◆ **Instruction**:
Repeat all of the entries below word for word, leaving out the pictures.

◆ **Dataset entries on object locations**:
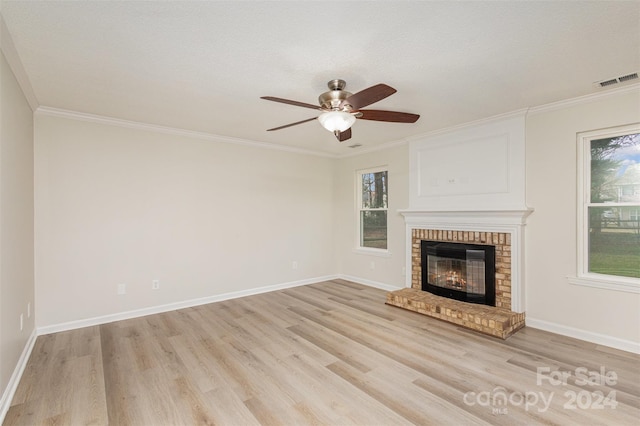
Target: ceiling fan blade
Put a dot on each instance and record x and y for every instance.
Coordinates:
(343, 136)
(289, 102)
(368, 96)
(291, 124)
(391, 116)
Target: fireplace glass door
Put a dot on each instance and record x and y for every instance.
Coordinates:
(458, 271)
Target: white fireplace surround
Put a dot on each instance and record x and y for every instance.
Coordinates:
(472, 178)
(505, 221)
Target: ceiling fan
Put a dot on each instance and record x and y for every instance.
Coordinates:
(340, 109)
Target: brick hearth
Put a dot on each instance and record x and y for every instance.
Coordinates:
(497, 321)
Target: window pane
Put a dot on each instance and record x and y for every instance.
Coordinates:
(615, 169)
(614, 241)
(374, 229)
(374, 190)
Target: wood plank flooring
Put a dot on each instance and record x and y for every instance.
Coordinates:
(330, 353)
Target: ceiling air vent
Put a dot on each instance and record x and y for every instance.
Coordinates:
(628, 77)
(617, 80)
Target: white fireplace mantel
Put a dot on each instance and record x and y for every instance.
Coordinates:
(504, 221)
(467, 220)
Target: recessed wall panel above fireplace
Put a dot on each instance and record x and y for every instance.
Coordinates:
(480, 166)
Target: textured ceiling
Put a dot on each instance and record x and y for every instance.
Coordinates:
(203, 66)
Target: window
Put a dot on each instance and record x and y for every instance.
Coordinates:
(372, 208)
(609, 201)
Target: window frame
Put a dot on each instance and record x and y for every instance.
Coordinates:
(583, 276)
(359, 248)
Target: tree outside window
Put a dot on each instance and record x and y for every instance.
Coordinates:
(373, 206)
(613, 181)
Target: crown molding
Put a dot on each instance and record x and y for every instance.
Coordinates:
(470, 124)
(13, 59)
(566, 103)
(118, 122)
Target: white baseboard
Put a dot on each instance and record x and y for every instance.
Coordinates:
(589, 336)
(10, 390)
(72, 325)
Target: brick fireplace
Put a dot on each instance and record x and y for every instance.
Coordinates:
(503, 230)
(467, 184)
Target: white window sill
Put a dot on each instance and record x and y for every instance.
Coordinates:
(627, 285)
(372, 252)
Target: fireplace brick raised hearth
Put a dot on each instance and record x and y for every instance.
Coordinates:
(496, 320)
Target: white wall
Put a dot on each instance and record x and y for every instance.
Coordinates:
(553, 303)
(16, 227)
(388, 270)
(131, 205)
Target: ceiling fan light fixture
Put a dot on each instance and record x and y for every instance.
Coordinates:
(336, 120)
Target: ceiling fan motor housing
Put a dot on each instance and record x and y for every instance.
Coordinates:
(332, 99)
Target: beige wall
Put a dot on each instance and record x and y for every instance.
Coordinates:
(551, 230)
(388, 270)
(124, 205)
(16, 223)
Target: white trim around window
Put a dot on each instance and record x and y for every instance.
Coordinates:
(363, 206)
(583, 276)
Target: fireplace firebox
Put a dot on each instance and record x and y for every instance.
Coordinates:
(459, 271)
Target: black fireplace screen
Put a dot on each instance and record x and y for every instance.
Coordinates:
(459, 271)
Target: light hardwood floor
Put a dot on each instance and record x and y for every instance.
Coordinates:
(330, 353)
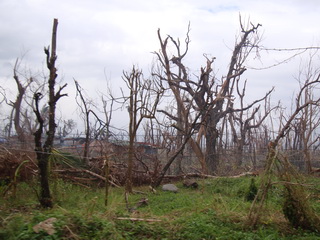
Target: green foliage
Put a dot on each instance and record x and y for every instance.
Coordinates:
(216, 210)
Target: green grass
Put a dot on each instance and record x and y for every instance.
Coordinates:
(218, 209)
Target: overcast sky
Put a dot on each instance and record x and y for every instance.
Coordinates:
(98, 39)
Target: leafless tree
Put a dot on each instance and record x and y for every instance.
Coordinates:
(43, 151)
(243, 122)
(142, 102)
(212, 98)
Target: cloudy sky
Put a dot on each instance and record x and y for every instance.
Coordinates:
(98, 39)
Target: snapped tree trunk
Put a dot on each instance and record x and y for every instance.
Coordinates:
(43, 152)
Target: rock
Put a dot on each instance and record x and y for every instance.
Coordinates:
(189, 183)
(170, 188)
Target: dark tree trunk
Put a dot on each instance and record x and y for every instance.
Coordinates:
(212, 156)
(43, 152)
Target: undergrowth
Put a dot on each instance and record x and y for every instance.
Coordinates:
(218, 209)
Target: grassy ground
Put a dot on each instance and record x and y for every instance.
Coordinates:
(216, 210)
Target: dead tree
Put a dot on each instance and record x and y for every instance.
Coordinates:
(85, 109)
(43, 151)
(142, 102)
(211, 97)
(16, 105)
(243, 122)
(273, 161)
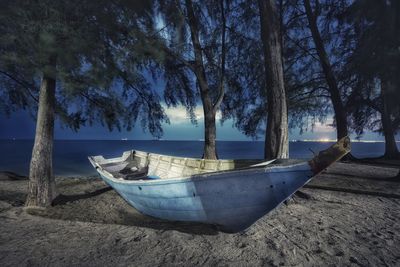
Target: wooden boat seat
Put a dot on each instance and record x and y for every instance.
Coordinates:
(142, 166)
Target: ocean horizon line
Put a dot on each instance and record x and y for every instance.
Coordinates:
(200, 140)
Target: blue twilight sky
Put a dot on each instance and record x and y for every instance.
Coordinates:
(22, 126)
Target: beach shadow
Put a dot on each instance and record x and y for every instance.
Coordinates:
(64, 199)
(104, 205)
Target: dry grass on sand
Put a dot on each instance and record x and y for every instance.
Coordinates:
(91, 225)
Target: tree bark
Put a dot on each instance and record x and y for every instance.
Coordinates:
(338, 107)
(391, 150)
(209, 110)
(41, 188)
(276, 137)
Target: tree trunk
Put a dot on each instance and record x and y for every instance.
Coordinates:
(338, 107)
(391, 150)
(199, 70)
(276, 137)
(41, 188)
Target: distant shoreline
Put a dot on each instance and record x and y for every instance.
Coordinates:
(195, 140)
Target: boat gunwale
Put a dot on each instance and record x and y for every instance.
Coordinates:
(184, 179)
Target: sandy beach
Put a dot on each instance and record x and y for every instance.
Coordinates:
(347, 216)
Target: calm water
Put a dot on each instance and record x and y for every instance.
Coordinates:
(70, 156)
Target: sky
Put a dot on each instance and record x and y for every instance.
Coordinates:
(21, 125)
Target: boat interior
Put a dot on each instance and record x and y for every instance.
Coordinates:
(138, 165)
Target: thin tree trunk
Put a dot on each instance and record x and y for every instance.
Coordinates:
(276, 137)
(338, 107)
(391, 150)
(41, 188)
(199, 70)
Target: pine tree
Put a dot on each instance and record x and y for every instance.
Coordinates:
(68, 59)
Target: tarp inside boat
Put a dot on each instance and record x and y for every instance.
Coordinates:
(137, 165)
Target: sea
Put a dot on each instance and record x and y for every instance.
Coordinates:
(70, 156)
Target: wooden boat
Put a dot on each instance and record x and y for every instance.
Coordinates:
(232, 194)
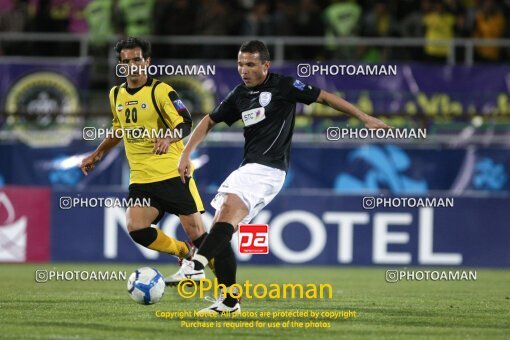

◆ **Solution for this problem**:
Target: ceiling fan blade
Put a dot on each instance and record x and y for every instance.
Coordinates:
(343, 136)
(289, 102)
(368, 96)
(291, 124)
(391, 116)
Target: fireplace glass door
Put a dot on each instance and record x and y for every instance.
Coordinates:
(458, 271)
Target: white fireplace surround
Put a dot on each instance and record x and y for every instance.
Coordinates:
(472, 178)
(505, 221)
Target: ceiling fan
Put a dot on each instance and record x and y for every instance.
Coordinates:
(340, 109)
Target: brick hearth
Put a dot on each instance and record x and y for every instance.
Coordinates:
(497, 321)
Target: window pane
Put a dot on each instance and record x and y for every instance.
Coordinates:
(615, 169)
(614, 241)
(374, 229)
(374, 190)
Target: wood plank flooring
Put a dot on each instance and record x and y for every instance.
Coordinates:
(330, 353)
Target: ceiling air vent
Put a dot on each instance and record x and y for every instance.
Coordinates:
(628, 77)
(617, 80)
Target: white fireplace mantel
Put a dot on each instance and record x and y for every instance.
Coordinates:
(504, 221)
(467, 220)
Target: recessed wall panel above fireplace
Put a dot on each instance and record x and y for every instance.
Coordinates:
(480, 166)
Target: textured ceiling
Put a dot on each instance and record x and y for every instance.
Coordinates:
(203, 66)
Target: window
Put a dot on each instance and record x and y for every instance.
Coordinates:
(372, 208)
(609, 201)
Target: window frame
Put a dot on each instance and record x and y for every instance.
Coordinates:
(583, 276)
(359, 248)
Target: tree outside window
Put a dot on each instance and record x and y for every instance.
Coordinates:
(373, 206)
(613, 181)
Target: crown molding
Put a dot on each instance and record x and y for every instance.
Coordinates:
(470, 124)
(13, 59)
(566, 103)
(118, 122)
Target: white baseboard
Put a dot on each instance and record x and y for every instance.
Coordinates:
(589, 336)
(10, 390)
(72, 325)
Target: brick fireplace
Put a dot on each instance and record x and y for every instance.
Coordinates:
(503, 230)
(467, 184)
Target: white window sill
Put a dot on each instance and record x and y for every instance.
Coordinates:
(627, 285)
(372, 252)
Target: fireplace brick raised hearth
Put a dot on each instance and record x and y for every instance.
Coordinates:
(496, 320)
Target: white wall
Put a dot on each instance and record x and y for every instance.
Coordinates:
(553, 303)
(16, 227)
(388, 270)
(131, 205)
Target: ceiling fan light fixture
Put a dot on each instance and record x and y for every instance.
Coordinates:
(336, 120)
Target: ceiling fan motor housing
Put a dot on each instance and record x and y for every instance.
Coordinates:
(332, 99)
Target: beige wall
Put a dot on each instance and record x and y for every instance.
Coordinates:
(551, 230)
(388, 270)
(124, 205)
(16, 223)
Target: white trim around window
Put a dot on each instance and record x and y for every instance.
Coordinates:
(363, 206)
(583, 276)
Target: fireplace firebox
Put a dot on each instance and record x and y for every instance.
Coordinates:
(459, 271)
Target: black fireplace screen
Put a dot on each instance and record x and y for every instance.
Coordinates:
(459, 271)
Target: light hardwood floor
Put a dot on each instance and record x and y for every instance.
Coordinates:
(330, 353)
Target: green foliage
Put a dot on each instance and record x and y for every instance.
Coordinates:
(216, 210)
Target: green grass
Put a dot on each instance and record x and y for every instance.
Coordinates:
(218, 209)
Target: overcast sky
Put a dot on each instance and record x and y for every instance.
Coordinates:
(98, 39)
Target: leafless tree
Put a dot on each instance and record x and y for every instance.
Coordinates:
(43, 151)
(243, 122)
(142, 102)
(212, 98)
Target: cloudy sky
Put a dot on each instance and record x and y for every instance.
Coordinates:
(98, 39)
Target: snapped tree trunk
Put a dot on each instance and record x and y for every instance.
Coordinates:
(43, 152)
Target: rock
Put a dot on each instance and record x and y for every instance.
Coordinates:
(189, 183)
(170, 188)
Target: dark tree trunk
Put a dot on each instance and record x and y for every instance.
Coordinates:
(212, 156)
(43, 152)
Target: undergrowth
Put a dot on each instance and record x and y for every instance.
Coordinates:
(218, 209)
Target: grassy ground
Put a dot on each instance and record x and y for every instance.
Coordinates:
(216, 210)
Target: dead tree
Put a dot on each instance and record x and y for every instance.
Coordinates:
(85, 109)
(43, 151)
(142, 102)
(211, 97)
(16, 105)
(243, 122)
(273, 161)
Target: wooden boat seat
Put a dot on each instance and record x and y for every instance.
Coordinates:
(142, 166)
Target: ocean horizon line
Put a dot on each instance and record x and y for every instance.
Coordinates:
(200, 140)
Target: blue twilight sky
Put a dot on each instance and record x and y for every instance.
Coordinates:
(22, 126)
Target: beach shadow
Put a dot on each instance and record x and y for every instance.
Coordinates:
(64, 199)
(104, 205)
Target: dry grass on sand
Put a dot on each instance and record x and y for every instance.
Coordinates:
(91, 225)
Target: tree bark
Put a dot on each instance and record x and y for every instance.
Coordinates:
(338, 107)
(391, 150)
(209, 110)
(41, 188)
(276, 137)
Target: tree trunk
Put a dot on each instance and record x and y for every instance.
Coordinates:
(338, 107)
(391, 150)
(199, 70)
(276, 137)
(41, 188)
Target: distant shoreline
Put a dot on each instance and record x and y for every instance.
Coordinates:
(195, 140)
Target: boat gunwale
Put a dot on each instance and record x and y for every instance.
Coordinates:
(184, 179)
Target: sandy beach
Put a dot on each instance and record x and y for every instance.
Coordinates:
(347, 216)
Target: calm water
Put a dot on each instance and record x and y for every instance.
Coordinates:
(70, 156)
Target: sky
Put a dot on each instance and record x and y for every instance.
Coordinates:
(21, 125)
Target: boat interior
Put a dot on each instance and record x and y for every instance.
Coordinates:
(138, 165)
Target: thin tree trunk
Put a dot on each instance and record x and y for every instance.
Coordinates:
(276, 137)
(338, 107)
(391, 150)
(41, 188)
(199, 70)
Target: pine tree
Put a dot on each instance and record x and y for every instance.
Coordinates:
(68, 59)
Target: tarp inside boat
Put a dot on each instance and record x and y for every instance.
Coordinates:
(137, 165)
Target: sea
Put a dot on each instance and record x and y for every instance.
Coordinates:
(70, 156)
Target: wooden boat
Put a dot on each instance and record x and y for every instance.
Coordinates:
(232, 194)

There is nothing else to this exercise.